[Source records]
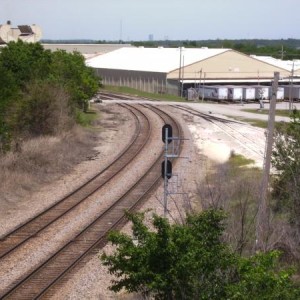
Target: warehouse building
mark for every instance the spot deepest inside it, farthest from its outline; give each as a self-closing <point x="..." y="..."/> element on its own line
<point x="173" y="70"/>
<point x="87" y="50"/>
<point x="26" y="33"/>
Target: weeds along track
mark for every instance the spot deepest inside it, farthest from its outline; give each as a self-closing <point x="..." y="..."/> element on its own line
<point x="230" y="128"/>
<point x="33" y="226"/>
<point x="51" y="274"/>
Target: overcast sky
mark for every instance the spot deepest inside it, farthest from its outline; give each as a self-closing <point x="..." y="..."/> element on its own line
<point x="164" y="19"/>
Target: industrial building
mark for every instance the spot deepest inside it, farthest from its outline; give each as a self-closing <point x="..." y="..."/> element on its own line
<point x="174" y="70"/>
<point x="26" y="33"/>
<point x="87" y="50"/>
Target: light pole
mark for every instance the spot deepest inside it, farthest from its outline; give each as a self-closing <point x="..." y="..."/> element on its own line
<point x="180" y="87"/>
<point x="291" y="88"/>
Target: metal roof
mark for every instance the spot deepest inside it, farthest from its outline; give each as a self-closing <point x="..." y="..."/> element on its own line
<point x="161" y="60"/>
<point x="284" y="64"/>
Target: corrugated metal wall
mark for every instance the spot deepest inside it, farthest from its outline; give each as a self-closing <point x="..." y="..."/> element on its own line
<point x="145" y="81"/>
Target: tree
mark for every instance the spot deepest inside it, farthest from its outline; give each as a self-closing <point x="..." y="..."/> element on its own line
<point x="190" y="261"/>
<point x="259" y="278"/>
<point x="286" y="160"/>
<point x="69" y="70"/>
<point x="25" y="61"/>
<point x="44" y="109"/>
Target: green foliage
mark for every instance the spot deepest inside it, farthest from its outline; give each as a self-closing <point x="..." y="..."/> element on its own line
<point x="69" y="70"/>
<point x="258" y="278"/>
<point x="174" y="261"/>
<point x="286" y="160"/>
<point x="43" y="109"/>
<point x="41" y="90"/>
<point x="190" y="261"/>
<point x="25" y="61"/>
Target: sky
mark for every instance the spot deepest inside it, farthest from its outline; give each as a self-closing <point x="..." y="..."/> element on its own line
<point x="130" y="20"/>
==
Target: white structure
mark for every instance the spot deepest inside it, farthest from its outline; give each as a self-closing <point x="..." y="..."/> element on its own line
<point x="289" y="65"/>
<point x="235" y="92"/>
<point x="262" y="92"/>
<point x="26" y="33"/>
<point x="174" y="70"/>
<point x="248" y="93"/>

#### Assignment
For each line of the entries that contains the word "building", make a copy.

#### Answer area
Target: warehouse building
Target: industrial building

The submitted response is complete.